** MATERIAL PROVIDED **
▼▼▼

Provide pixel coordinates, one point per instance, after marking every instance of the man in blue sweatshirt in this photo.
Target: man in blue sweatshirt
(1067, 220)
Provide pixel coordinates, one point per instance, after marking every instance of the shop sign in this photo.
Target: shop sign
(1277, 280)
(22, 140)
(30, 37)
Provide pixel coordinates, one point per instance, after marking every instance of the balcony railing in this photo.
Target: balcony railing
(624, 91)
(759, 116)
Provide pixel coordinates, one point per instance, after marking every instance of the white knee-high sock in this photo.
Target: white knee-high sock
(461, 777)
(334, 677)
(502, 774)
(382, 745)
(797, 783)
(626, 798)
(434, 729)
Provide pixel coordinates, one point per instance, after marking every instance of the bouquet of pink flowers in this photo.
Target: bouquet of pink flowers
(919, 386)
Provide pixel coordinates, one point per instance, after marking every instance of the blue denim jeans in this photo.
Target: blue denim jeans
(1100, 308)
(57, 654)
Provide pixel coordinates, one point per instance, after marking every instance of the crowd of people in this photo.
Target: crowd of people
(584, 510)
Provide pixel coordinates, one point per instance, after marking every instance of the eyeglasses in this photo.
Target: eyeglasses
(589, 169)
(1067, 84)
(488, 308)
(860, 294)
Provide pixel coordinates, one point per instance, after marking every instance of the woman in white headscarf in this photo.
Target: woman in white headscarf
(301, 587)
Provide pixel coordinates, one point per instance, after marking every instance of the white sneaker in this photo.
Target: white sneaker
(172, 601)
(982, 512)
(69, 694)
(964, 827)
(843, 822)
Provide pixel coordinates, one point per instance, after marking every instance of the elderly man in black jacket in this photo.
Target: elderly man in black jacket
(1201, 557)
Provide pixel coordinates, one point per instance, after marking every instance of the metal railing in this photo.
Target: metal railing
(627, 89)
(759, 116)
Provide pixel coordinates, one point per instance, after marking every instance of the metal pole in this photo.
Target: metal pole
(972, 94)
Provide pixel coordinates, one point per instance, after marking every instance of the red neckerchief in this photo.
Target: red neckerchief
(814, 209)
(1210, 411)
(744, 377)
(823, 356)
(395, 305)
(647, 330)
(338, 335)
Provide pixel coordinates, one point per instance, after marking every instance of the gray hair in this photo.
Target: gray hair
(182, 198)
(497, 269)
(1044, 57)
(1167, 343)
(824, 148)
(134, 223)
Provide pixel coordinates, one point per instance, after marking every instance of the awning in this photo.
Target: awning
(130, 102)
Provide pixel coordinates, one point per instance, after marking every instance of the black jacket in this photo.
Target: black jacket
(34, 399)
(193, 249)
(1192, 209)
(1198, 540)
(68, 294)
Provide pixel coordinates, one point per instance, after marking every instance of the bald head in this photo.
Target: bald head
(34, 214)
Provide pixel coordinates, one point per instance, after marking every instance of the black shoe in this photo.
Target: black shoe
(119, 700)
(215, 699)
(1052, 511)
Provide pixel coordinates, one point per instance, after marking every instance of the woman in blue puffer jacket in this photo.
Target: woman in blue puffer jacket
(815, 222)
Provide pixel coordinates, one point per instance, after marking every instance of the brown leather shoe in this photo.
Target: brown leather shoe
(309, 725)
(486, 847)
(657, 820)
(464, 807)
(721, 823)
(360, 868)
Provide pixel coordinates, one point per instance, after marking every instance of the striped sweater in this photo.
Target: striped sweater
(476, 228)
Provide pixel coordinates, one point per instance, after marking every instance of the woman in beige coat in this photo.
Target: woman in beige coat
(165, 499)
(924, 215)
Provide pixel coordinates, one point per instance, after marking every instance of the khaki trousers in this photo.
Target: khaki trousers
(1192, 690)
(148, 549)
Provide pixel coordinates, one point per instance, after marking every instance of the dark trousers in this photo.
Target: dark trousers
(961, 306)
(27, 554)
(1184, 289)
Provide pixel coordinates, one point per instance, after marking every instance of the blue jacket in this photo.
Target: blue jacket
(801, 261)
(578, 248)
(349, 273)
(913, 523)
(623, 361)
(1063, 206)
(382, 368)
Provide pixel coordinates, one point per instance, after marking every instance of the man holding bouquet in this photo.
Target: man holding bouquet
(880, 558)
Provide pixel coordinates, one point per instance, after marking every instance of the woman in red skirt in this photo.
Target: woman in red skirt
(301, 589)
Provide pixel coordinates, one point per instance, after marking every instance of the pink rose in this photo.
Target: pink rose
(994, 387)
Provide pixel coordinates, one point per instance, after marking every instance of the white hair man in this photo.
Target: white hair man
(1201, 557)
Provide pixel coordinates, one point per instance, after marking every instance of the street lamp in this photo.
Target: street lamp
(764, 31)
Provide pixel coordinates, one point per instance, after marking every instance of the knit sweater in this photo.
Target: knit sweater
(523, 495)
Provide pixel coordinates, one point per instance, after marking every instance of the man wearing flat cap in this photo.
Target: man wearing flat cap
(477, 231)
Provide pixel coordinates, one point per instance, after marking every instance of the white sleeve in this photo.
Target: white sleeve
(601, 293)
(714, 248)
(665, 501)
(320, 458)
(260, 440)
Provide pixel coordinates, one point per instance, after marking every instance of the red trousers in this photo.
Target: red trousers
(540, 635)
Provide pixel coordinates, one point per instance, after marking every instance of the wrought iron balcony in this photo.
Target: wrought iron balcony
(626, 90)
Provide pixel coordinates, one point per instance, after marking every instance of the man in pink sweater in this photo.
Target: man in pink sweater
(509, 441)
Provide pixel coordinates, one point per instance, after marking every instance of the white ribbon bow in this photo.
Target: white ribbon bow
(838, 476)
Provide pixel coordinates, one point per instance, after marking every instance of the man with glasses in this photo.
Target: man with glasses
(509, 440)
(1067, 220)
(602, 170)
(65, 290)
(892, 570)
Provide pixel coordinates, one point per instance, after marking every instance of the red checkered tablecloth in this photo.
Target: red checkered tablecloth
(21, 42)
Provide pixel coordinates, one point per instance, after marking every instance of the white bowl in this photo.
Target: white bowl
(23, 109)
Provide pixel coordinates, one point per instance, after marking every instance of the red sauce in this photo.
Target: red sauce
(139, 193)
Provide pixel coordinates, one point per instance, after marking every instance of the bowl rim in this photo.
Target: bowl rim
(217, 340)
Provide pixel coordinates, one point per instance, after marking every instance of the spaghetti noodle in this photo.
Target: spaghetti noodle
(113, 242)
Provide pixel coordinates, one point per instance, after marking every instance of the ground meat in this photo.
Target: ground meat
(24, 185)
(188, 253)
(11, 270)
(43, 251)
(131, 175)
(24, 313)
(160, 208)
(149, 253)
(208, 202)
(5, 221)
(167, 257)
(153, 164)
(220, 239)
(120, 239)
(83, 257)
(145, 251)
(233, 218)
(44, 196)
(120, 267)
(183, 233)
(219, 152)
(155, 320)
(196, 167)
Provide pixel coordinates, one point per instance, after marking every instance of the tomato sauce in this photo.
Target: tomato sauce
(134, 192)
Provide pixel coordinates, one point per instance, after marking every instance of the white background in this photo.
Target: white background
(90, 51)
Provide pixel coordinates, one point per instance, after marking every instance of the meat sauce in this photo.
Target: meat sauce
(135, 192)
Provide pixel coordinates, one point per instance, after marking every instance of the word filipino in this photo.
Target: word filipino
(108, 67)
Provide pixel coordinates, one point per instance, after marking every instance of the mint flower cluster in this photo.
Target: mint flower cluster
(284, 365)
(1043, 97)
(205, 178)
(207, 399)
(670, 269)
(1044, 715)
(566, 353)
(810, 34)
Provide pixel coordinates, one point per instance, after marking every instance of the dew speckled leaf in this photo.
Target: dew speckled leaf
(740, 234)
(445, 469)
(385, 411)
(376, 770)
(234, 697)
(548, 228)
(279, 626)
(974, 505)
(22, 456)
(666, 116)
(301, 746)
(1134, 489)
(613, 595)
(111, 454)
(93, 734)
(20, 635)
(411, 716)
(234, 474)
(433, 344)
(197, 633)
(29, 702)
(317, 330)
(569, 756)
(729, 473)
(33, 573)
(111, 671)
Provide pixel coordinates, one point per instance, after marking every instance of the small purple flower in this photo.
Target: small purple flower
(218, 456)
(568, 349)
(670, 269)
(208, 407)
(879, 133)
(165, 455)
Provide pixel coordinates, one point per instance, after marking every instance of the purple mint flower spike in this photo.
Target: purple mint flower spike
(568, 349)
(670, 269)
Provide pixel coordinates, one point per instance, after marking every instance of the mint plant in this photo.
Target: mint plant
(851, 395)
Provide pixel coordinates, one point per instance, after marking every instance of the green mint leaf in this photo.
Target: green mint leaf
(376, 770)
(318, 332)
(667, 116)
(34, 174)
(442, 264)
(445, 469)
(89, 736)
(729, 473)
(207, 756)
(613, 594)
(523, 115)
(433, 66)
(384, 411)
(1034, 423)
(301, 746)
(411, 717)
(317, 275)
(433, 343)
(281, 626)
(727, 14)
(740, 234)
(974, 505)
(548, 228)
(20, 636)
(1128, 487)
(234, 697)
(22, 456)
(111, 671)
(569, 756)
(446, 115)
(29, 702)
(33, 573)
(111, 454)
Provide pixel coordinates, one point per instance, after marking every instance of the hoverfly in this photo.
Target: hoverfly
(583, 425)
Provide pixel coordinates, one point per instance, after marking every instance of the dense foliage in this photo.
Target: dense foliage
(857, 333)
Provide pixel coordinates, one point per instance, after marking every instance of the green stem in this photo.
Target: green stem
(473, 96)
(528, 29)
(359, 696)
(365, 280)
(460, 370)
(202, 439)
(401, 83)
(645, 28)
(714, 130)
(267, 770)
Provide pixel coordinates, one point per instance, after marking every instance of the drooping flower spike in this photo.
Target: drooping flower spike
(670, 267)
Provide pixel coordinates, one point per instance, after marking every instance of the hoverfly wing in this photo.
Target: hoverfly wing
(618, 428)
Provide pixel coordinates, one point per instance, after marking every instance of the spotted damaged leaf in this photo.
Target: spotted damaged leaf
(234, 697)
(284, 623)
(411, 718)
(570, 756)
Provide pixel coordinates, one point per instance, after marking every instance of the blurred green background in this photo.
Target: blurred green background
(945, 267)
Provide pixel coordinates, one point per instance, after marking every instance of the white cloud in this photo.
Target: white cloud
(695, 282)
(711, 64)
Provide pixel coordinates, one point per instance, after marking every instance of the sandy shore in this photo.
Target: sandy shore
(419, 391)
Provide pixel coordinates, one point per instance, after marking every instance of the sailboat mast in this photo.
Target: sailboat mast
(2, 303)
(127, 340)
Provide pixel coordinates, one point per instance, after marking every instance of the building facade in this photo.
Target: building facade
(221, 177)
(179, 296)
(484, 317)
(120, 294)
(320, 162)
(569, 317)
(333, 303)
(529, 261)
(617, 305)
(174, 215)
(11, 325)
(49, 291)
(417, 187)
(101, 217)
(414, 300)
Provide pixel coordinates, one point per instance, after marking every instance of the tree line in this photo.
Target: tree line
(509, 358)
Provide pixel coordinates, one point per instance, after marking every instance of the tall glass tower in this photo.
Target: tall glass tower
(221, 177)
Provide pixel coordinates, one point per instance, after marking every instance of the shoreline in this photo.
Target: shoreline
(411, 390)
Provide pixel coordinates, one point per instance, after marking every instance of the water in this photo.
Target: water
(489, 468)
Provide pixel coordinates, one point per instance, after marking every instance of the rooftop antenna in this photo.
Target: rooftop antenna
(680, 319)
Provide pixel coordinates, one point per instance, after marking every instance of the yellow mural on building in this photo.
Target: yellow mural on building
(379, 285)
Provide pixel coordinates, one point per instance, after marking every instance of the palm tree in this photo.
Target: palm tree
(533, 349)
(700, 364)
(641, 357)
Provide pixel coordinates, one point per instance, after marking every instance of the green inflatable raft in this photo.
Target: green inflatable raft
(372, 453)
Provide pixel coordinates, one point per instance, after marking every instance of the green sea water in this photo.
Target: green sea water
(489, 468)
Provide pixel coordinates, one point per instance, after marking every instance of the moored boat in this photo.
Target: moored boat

▲▲▲

Transcribe word for word the lines from the one holding "mast in this photo." to the last line of the listing above, inclusive.

** SOLVED EXERCISE **
Provide pixel coordinates, one point per instance, after marking every instance of the sailboat mast in this photo.
Target: sailboat mast
(2, 303)
(127, 340)
Provide pixel coordinates, one point per instance, after marking every instance of the building facade in this photo.
Target: building facade
(221, 177)
(179, 296)
(484, 317)
(120, 294)
(320, 162)
(569, 317)
(333, 303)
(529, 261)
(617, 305)
(174, 215)
(11, 325)
(49, 291)
(417, 187)
(101, 217)
(414, 300)
Provide pixel coordinates, one point per instance, after marking every instance of the tree line in this photo.
Target: tree line
(509, 358)
Provide pixel coordinates, one point per instance, after marking every instance of the tall glass tower in this photo.
Target: tall glass tower
(221, 177)
Provide pixel coordinates, one point per instance, after marking every instance of the shoreline in this photo.
Target: shoreline
(411, 390)
Provide pixel coordinates, one point per instance, after marking every instance of the water in this photo.
Target: water
(489, 468)
Provide pixel coordinates, one point per instance, after marking every instance of the rooftop antenna in this photo.
Target: rooftop antenna
(680, 319)
Provide pixel coordinates, one point per instance, after marking every instance of the yellow mural on building in this photo.
Target: yellow mural on building
(379, 285)
Provide pixel coordinates, one point per instance, after marking every instance of the palm tree in this photo.
Target: palm tree
(533, 349)
(700, 364)
(641, 357)
Provide pixel coordinates, one point per instance, after marking every instance of the green inflatable raft in this photo.
Target: green inflatable raft
(372, 453)
Provide pixel coordinates, one point per instance, after marking every instance of the green sea water in this photo.
Target: green sea water
(489, 468)
Provide pixel coordinates, one point per instance, after marking every instance of the moored boat in this photo.
Target: moored boat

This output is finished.